Natural language region descriptions:
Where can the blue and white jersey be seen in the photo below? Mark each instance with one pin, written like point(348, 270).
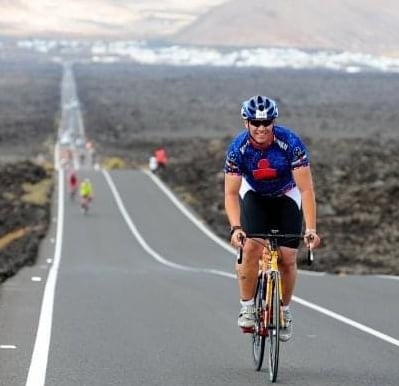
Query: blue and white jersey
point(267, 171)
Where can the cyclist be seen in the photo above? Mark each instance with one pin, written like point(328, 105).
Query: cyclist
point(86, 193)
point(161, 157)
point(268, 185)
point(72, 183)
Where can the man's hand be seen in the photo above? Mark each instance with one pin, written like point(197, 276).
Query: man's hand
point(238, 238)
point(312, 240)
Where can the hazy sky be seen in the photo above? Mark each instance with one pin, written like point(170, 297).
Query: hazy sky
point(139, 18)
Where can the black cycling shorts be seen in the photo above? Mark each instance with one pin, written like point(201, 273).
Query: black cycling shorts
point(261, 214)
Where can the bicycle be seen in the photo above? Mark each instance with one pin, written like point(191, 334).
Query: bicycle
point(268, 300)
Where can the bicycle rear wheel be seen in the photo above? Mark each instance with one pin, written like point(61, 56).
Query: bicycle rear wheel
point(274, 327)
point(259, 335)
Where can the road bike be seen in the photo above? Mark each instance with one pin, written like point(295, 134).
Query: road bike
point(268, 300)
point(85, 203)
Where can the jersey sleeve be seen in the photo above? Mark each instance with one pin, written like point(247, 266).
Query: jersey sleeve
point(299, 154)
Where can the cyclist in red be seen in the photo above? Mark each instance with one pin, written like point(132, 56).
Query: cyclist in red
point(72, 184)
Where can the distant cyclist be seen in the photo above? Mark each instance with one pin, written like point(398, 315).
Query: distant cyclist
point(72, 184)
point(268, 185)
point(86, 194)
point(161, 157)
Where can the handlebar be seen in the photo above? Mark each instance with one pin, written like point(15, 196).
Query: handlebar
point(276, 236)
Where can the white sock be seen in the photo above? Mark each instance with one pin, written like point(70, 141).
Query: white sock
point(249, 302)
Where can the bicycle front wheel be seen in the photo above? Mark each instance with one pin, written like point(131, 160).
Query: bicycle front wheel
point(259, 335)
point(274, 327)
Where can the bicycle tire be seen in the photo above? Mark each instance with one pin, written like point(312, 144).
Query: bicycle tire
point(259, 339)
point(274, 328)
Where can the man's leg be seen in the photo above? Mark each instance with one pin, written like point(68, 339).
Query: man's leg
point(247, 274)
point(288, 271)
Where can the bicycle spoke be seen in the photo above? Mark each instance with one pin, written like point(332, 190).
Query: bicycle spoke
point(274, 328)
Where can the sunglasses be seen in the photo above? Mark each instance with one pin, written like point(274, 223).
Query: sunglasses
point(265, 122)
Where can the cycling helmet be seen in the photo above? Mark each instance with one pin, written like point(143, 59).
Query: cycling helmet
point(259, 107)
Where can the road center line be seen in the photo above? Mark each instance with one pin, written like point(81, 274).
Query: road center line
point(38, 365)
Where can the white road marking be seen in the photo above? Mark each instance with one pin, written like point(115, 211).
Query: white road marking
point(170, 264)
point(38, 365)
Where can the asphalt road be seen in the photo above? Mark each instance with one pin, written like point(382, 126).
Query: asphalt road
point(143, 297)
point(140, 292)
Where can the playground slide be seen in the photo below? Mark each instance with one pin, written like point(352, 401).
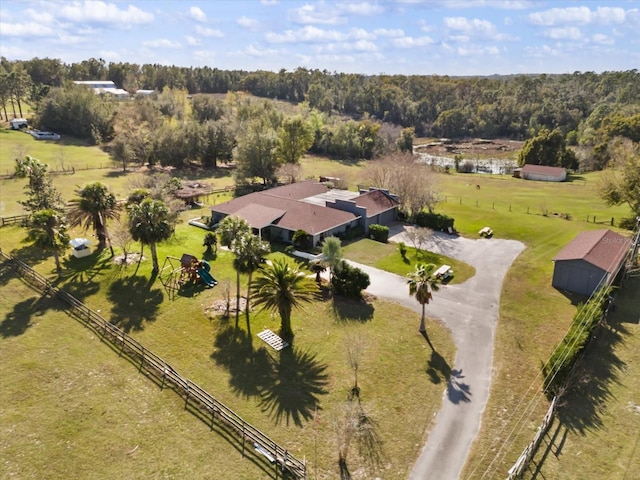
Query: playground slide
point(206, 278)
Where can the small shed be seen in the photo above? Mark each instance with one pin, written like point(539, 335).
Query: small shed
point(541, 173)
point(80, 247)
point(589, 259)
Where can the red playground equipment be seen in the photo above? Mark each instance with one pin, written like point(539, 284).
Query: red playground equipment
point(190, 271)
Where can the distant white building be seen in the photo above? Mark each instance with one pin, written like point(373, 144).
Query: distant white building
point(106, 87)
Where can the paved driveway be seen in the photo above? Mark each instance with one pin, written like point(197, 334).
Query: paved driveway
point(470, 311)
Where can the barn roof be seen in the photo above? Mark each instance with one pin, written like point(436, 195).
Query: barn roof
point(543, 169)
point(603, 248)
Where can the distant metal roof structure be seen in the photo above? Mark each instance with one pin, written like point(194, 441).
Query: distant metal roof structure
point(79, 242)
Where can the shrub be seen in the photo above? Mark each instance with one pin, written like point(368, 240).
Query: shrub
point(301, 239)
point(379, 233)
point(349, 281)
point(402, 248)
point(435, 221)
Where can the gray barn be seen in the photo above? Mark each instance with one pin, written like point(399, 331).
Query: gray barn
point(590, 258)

_Action item_:
Look above for the line holding "Query: man's hand". Print it and every line after it, exactly, through the line holding "Where can the man's leg".

_Answer box_:
Query: man's hand
point(238, 238)
point(312, 240)
Where can the hazy sky be seen in the photo above? Mark each instance with one pin, written like point(170, 297).
Query: hazy sky
point(139, 18)
Where can the black cycling shorts be seen in the photo above? Mark each instance with one pin, written like point(201, 273).
Query: black cycling shorts
point(261, 214)
Where can the bicycle be seen in the photo above? Mark each instance with one pin, written like point(191, 334).
Query: bicycle
point(268, 300)
Where can the bicycle rear wheel be seen in the photo above? Mark each instance with one pin, written like point(61, 56).
Query: bicycle rear wheel
point(274, 327)
point(259, 335)
Where can the road bike be seen in the photo above? Mark each instance with one pin, written like point(295, 134).
Query: road bike
point(268, 300)
point(85, 203)
Where can the jersey sleeve be seen in the photo above? Mark each instance with one pin, written like point(247, 266).
Query: jersey sleeve
point(299, 154)
Where can the cyclist in red be seen in the photo above? Mark each instance with one pin, written like point(132, 56).
Query: cyclist in red
point(72, 184)
Where can the distant cyclist be seen in the photo above? Mark each instance with one pin, written like point(398, 315).
Query: distant cyclist
point(72, 184)
point(268, 185)
point(86, 194)
point(161, 157)
Where can the handlebar be seen in the photo above? Mark each instance with one pin, written like point(15, 196).
Query: handlebar
point(276, 236)
Where can the white sock be seen in the photo above? Mark each instance with one pin, written like point(70, 141).
Query: white sock
point(249, 302)
Where can the bicycle front wheel be seen in the photo above? Mark each instance with one pin, written like point(131, 160).
Query: bicycle front wheel
point(259, 335)
point(274, 327)
Where can the bicycle tire be seen in the photo above? Mark each instance with one pin, written like point(312, 144).
Query: bicycle tire
point(259, 339)
point(274, 328)
Where can the man's leg be seen in the photo above? Mark each instance with one pin, written like point(68, 339).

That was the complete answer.